◆ **Document extract**:
◆ ◆ ◆

First day on the Wye, first day on a river coarse fishing for about 20 years odd. Amusingly when I was a kid I used to fish the Kickles Farm stretch of the Ouse as it was very near to my house. So while I've never targeted Barbel before I've apparently fished a big barbel water. I had no idea then either that it was such a famous place. I don't recall ever catching anything much from their either, mostly small perch from what I remember. Anyway, it was a lovely day, nice and cold, with the mist rising off the river. I managed to get down there fairly early. Met another angler in the car park, who'd used it to kip in, he was fishing further up the river as he couldn't get a ticket for my stretch (the club have stopped selling memberships this year).

First problem, the river bank is rather solid and I couldn't get a rod rest in for the life of me. Eventually managed to get one in about 5cms, then piled rocks around it to make it stay in place. I can see why people use tripods for rivers. Going to have to look around for one. Managed to find enough space for my camping chair and everything else fitted in a waterproof duffel that I have for camping.

◆ ◆ ◆

◆ **Given entries**:
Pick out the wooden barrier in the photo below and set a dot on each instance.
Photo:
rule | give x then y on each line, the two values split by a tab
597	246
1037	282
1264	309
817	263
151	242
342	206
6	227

◆ ◆ ◆

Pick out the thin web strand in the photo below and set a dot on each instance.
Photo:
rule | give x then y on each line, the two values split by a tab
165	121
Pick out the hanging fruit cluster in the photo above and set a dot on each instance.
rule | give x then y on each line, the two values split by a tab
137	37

◆ ◆ ◆

◆ **Required task A**:
List every piece of gear the fishing trip account mentions.
◆ **Required task B**:
From the fishing trip account, reproduce the passage from "First day on the" up to and including "memberships this year).".

◆ **Expected answer A**:
rod rest, tripod, camping chair, waterproof duffel

◆ **Expected answer B**:
First day on the Wye, first day on a river coarse fishing for about 20 years odd. Amusingly when I was a kid I used to fish the Kickles Farm stretch of the Ouse as it was very near to my house. So while I've never targeted Barbel before I've apparently fished a big barbel water. I had no idea then either that it was such a famous place. I don't recall ever catching anything much from their either, mostly small perch from what I remember. Anyway, it was a lovely day, nice and cold, with the mist rising off the river. I managed to get down there fairly early. Met another angler in the car park, who'd used it to kip in, he was fishing further up the river as he couldn't get a ticket for my stretch (the club have stopped selling memberships this year).